== RECORD LIST ==

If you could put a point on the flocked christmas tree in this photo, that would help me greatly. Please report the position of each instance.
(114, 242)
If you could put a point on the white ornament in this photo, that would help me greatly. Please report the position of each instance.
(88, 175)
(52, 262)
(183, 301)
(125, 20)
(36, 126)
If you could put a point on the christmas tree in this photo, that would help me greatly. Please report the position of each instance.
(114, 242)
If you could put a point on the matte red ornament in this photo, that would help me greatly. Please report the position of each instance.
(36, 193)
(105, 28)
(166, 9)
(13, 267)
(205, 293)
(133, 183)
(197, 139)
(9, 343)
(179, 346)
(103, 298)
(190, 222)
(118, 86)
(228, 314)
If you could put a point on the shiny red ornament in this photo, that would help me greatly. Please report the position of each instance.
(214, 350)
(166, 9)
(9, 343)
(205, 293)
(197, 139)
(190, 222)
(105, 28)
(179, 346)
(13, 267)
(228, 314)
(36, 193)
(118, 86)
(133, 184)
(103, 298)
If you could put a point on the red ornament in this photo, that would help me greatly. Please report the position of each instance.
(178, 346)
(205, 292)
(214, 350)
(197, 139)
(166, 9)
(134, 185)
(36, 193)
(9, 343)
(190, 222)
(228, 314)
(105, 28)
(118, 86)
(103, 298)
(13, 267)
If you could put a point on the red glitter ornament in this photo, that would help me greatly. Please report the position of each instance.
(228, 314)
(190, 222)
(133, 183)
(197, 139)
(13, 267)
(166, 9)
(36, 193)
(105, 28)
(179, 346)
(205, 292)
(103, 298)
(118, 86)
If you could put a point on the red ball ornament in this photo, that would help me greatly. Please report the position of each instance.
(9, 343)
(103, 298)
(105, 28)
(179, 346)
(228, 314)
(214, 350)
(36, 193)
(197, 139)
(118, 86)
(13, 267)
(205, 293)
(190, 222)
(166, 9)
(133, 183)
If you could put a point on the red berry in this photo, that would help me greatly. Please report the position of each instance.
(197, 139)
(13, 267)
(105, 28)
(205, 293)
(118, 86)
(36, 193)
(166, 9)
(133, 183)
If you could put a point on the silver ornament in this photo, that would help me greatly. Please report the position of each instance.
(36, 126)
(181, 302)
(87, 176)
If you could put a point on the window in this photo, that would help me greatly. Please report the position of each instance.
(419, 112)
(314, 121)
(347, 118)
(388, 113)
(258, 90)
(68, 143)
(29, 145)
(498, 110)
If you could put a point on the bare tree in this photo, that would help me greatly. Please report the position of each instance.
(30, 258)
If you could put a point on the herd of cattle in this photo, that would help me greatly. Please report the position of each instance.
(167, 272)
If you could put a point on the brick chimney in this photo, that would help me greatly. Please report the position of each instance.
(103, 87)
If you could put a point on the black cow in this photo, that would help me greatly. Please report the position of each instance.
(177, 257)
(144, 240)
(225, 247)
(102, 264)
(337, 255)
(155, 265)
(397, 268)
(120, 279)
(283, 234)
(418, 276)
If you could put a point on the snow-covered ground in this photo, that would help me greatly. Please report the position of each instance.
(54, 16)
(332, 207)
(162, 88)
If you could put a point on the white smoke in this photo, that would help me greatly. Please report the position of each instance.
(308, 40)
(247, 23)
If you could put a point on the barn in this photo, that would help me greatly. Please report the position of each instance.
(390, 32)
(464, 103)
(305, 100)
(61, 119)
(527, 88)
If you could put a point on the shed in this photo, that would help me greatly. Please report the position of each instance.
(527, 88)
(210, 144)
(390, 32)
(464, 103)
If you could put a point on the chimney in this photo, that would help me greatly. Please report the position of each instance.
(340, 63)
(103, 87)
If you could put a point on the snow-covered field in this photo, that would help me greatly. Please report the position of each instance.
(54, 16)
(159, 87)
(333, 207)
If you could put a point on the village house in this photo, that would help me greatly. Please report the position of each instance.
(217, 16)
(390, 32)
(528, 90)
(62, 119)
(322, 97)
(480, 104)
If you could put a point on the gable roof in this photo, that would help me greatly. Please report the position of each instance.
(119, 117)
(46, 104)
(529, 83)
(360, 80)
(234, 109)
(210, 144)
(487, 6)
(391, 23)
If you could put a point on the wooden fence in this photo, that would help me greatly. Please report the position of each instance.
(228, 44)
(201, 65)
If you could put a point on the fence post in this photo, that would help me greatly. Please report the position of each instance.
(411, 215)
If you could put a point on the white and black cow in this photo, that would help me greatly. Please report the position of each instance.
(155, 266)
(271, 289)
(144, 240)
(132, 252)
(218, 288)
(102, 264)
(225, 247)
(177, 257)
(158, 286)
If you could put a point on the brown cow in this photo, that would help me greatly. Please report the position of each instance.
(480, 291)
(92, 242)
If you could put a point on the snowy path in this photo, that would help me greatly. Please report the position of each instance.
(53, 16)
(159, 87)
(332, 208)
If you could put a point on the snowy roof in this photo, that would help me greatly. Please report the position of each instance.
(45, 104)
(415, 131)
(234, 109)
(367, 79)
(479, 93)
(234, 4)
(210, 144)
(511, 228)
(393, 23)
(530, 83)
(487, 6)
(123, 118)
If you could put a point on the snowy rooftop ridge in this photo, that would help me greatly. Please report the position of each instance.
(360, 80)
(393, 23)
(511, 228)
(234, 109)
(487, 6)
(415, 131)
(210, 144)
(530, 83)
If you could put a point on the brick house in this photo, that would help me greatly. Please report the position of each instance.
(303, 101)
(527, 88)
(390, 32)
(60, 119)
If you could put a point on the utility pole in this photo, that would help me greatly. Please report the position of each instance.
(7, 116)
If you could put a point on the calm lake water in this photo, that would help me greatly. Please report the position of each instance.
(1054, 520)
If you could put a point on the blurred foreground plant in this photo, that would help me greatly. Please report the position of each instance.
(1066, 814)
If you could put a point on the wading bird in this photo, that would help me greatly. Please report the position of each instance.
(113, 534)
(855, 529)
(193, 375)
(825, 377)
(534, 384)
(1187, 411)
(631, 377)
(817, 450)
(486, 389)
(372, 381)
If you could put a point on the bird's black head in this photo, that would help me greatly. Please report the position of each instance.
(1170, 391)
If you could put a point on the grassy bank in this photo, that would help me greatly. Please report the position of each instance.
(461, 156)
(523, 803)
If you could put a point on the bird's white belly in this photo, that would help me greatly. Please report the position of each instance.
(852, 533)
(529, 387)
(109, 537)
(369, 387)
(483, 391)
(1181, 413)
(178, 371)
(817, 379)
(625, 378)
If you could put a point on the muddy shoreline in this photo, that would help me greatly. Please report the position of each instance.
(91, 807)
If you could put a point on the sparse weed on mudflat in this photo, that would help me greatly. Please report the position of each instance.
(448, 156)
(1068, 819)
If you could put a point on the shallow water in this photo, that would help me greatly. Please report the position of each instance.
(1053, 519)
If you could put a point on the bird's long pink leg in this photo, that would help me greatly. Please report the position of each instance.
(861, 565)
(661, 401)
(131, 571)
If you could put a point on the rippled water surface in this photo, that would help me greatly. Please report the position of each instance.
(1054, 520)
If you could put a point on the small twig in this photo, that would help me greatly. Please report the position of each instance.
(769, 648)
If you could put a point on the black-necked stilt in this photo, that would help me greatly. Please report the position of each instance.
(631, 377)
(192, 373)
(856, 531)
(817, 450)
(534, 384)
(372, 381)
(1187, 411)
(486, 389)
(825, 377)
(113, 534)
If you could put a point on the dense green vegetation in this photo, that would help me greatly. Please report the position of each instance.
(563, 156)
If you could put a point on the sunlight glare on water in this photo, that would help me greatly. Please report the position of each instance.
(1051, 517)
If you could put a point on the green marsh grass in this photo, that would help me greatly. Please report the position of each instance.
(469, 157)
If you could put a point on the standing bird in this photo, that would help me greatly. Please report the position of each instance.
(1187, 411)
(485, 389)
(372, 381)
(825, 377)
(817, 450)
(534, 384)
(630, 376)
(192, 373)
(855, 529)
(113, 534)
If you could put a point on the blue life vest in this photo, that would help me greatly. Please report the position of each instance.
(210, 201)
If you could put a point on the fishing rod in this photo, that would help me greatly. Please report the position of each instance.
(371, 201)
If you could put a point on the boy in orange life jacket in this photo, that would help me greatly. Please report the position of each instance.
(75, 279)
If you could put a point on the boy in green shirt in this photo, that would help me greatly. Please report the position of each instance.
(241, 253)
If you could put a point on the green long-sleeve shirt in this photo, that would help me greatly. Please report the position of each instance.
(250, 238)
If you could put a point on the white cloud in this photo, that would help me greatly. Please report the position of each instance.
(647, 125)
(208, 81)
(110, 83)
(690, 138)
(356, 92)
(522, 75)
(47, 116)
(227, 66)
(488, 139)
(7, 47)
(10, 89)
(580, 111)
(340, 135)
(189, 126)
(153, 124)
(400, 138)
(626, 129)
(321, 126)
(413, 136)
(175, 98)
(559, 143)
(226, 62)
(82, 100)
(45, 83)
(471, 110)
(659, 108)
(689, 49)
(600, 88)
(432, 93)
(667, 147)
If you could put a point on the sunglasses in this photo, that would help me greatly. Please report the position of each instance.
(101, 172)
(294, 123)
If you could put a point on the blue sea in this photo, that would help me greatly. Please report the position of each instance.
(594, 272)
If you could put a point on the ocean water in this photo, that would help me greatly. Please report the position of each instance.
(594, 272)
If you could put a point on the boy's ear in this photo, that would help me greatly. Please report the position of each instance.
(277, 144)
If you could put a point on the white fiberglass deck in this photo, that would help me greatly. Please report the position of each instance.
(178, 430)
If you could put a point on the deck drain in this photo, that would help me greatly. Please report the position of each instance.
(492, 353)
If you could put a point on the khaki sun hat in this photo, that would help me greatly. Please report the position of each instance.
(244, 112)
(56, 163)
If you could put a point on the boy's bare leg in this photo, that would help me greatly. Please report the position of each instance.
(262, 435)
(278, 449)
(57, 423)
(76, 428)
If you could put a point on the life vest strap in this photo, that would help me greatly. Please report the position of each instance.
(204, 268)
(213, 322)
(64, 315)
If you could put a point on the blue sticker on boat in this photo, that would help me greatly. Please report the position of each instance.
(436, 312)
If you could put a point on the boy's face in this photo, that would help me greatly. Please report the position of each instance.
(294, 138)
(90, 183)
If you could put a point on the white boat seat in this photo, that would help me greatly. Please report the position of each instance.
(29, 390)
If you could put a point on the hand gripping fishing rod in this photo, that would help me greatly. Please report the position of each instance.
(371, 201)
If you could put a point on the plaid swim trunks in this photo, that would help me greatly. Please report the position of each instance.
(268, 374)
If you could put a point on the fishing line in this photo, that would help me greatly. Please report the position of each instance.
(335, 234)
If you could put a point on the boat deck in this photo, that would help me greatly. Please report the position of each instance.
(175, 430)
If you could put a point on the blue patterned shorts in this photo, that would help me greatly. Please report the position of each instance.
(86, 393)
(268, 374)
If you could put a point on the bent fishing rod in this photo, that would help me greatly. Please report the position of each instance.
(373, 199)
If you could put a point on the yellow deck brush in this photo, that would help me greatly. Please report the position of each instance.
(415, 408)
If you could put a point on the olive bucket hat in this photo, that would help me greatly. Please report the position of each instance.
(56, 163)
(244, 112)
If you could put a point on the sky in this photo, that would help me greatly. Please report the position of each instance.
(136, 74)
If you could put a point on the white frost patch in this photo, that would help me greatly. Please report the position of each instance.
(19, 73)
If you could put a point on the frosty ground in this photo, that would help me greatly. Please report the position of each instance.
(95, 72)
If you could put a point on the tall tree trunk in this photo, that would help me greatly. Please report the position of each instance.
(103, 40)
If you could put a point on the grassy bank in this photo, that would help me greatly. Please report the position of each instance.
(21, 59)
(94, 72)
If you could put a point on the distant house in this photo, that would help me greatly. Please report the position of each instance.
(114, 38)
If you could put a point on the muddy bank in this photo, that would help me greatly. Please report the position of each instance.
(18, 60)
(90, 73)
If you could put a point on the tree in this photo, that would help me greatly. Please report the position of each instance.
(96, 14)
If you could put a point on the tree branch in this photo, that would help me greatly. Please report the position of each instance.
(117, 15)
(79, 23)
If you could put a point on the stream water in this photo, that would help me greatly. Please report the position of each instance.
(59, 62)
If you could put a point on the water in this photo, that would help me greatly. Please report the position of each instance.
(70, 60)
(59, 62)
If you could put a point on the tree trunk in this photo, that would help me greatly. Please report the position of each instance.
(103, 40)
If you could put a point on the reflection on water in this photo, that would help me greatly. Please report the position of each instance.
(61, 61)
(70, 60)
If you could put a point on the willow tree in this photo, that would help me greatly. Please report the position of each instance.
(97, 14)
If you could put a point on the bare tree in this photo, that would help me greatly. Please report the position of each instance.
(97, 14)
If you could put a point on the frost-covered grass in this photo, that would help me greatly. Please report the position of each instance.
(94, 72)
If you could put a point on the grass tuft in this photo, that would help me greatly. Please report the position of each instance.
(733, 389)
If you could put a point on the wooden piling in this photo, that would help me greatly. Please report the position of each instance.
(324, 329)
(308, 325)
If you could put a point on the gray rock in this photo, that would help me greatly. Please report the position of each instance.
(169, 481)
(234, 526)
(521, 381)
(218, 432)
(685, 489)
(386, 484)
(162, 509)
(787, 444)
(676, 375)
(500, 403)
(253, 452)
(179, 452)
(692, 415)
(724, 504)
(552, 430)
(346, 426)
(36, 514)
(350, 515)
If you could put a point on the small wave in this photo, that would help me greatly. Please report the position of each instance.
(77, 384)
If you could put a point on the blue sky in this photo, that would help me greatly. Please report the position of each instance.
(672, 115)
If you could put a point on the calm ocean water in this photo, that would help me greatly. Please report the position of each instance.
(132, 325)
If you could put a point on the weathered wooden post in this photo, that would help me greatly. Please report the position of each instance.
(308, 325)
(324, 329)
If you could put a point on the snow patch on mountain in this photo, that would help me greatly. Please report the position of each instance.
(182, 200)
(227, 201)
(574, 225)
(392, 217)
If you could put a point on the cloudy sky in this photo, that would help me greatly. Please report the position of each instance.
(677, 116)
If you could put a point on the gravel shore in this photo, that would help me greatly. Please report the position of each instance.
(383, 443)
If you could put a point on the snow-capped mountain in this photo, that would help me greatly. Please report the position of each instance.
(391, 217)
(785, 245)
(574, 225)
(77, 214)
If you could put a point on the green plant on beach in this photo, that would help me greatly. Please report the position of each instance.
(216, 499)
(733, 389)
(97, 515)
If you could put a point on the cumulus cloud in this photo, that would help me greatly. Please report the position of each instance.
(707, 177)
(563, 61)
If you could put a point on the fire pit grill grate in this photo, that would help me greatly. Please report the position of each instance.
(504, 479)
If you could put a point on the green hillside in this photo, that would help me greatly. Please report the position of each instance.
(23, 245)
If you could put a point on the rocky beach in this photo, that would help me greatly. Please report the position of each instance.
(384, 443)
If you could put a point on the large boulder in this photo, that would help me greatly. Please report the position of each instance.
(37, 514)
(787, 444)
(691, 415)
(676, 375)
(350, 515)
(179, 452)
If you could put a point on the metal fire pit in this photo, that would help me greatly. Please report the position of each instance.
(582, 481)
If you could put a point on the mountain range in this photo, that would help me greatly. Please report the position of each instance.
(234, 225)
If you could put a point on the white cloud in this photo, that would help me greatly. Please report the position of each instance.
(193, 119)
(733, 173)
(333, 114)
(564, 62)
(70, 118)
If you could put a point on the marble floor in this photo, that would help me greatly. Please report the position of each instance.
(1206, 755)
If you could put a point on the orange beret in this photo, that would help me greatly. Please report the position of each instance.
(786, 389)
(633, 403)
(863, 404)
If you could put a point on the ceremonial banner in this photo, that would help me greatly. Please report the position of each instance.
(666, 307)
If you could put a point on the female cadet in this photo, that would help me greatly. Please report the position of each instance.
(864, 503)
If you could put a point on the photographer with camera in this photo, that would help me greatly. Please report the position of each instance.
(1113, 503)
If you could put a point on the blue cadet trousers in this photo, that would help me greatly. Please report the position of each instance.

===

:: REQUIRED WORK ::
Repeat exactly the lines starting at the line with "If you could put a point on the ceremonial" and ending with the final line of the entries. Include nothing else.

:: CORRECT OUTPUT ::
If you could put a point on the ceremonial banner in this photo, that would help me greatly. Please report the position of each instance.
(666, 307)
If you could put a point on the female cadet in this photo, that would help me greatly. Please report the position of each instance.
(864, 503)
If you could put a point on the photographer with camera in this photo, that would help me greatly. Please report the position of each instance.
(1113, 503)
If you could put a point on the blue cadet trousers in this photo, that would help me greatly. Please report the position of each instance.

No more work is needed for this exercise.